• REQUIRED WORK
From the entries, copy each line that includes "marking".

(Stored data entries)
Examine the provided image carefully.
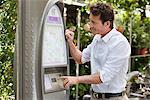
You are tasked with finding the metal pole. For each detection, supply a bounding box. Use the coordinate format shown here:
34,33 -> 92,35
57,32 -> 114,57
76,8 -> 81,100
129,15 -> 133,72
64,7 -> 67,26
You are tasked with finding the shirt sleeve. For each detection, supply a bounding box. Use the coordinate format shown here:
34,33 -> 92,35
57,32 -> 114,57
81,44 -> 92,64
99,41 -> 131,83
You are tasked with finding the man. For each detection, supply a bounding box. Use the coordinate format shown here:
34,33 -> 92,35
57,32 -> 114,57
62,3 -> 131,100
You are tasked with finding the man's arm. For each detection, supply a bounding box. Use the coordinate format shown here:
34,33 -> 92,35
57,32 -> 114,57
61,72 -> 102,88
78,73 -> 102,84
65,30 -> 82,64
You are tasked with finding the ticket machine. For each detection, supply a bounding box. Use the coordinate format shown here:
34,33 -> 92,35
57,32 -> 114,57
35,0 -> 69,100
15,0 -> 69,100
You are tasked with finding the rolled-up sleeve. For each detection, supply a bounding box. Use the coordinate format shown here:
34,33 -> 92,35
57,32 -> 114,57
81,44 -> 92,64
99,41 -> 131,83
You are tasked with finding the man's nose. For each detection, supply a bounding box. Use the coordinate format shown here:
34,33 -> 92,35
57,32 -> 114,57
89,24 -> 94,29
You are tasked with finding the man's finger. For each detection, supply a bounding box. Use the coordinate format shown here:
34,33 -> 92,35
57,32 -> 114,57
64,80 -> 70,89
60,76 -> 68,79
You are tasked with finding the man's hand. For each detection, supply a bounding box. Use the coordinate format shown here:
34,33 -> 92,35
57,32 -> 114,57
60,76 -> 79,88
65,29 -> 74,43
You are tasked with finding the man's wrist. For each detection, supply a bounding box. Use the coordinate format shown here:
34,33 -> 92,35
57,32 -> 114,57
76,76 -> 79,84
67,39 -> 74,44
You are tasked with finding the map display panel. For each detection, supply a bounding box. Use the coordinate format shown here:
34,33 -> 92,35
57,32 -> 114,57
42,5 -> 67,67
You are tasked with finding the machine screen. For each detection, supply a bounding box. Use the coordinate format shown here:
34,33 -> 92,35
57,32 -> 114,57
51,78 -> 57,82
44,73 -> 64,93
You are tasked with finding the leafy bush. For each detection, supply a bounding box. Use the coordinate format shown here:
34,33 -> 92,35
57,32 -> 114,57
0,0 -> 17,98
132,16 -> 150,48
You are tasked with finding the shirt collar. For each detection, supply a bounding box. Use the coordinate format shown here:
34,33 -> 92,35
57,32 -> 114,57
93,34 -> 102,42
102,28 -> 118,43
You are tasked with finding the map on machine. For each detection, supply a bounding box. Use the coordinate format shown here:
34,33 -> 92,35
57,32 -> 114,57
42,5 -> 67,67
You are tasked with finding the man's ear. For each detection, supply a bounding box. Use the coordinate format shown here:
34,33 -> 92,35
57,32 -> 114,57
104,21 -> 110,28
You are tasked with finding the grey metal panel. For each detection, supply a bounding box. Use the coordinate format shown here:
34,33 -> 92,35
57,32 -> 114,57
22,0 -> 48,100
43,91 -> 67,100
17,0 -> 48,100
17,0 -> 69,100
22,0 -> 33,99
16,0 -> 25,99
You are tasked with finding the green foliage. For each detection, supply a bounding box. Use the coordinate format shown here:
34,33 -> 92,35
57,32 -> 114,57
132,16 -> 150,48
70,83 -> 90,99
132,57 -> 150,72
0,0 -> 17,98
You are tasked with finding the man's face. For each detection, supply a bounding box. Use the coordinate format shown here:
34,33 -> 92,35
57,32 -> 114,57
89,14 -> 108,36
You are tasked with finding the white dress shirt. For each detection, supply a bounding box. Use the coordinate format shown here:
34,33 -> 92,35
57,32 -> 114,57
81,28 -> 131,93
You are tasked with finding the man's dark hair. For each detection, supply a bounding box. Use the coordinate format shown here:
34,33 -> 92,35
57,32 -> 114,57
90,3 -> 114,29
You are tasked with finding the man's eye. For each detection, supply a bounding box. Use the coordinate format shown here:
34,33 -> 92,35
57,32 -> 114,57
91,21 -> 95,24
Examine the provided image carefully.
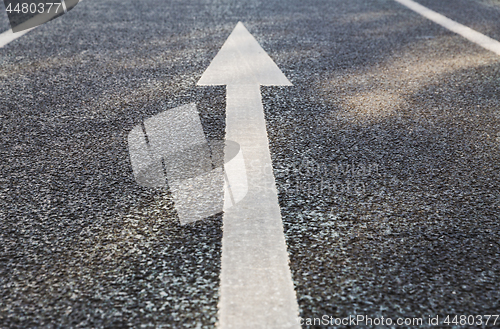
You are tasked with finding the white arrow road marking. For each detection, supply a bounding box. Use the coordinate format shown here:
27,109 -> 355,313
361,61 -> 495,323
198,22 -> 300,328
395,0 -> 500,56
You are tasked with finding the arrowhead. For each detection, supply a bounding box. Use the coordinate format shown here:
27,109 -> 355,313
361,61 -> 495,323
197,22 -> 292,86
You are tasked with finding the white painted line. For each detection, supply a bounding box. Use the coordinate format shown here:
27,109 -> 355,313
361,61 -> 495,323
0,28 -> 36,49
128,102 -> 248,224
198,22 -> 300,329
395,0 -> 500,56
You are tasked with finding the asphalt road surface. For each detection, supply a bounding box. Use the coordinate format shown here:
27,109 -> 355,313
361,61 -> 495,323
1,0 -> 500,328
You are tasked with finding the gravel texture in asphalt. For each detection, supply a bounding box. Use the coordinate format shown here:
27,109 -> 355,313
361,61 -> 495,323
0,0 -> 499,328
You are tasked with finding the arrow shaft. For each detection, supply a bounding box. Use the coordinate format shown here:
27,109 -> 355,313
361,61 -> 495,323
219,85 -> 300,328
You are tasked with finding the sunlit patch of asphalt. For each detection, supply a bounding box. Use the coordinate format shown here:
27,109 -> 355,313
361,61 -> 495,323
319,37 -> 499,123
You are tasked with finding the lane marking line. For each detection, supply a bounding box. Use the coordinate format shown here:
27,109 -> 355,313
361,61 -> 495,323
395,0 -> 500,56
0,28 -> 36,48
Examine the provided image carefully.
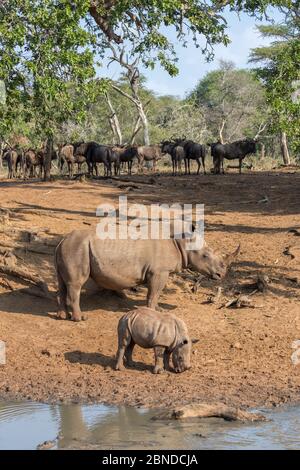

• RESULT FOR THIS TASK
You are tasked with finding the white arrow road marking. For each detection, supply a bounding box. Use the coordinate format shown here:
You are tasked with finding the lane marking line. For each detection, supply a bounding box. Use the coordinate format shown here:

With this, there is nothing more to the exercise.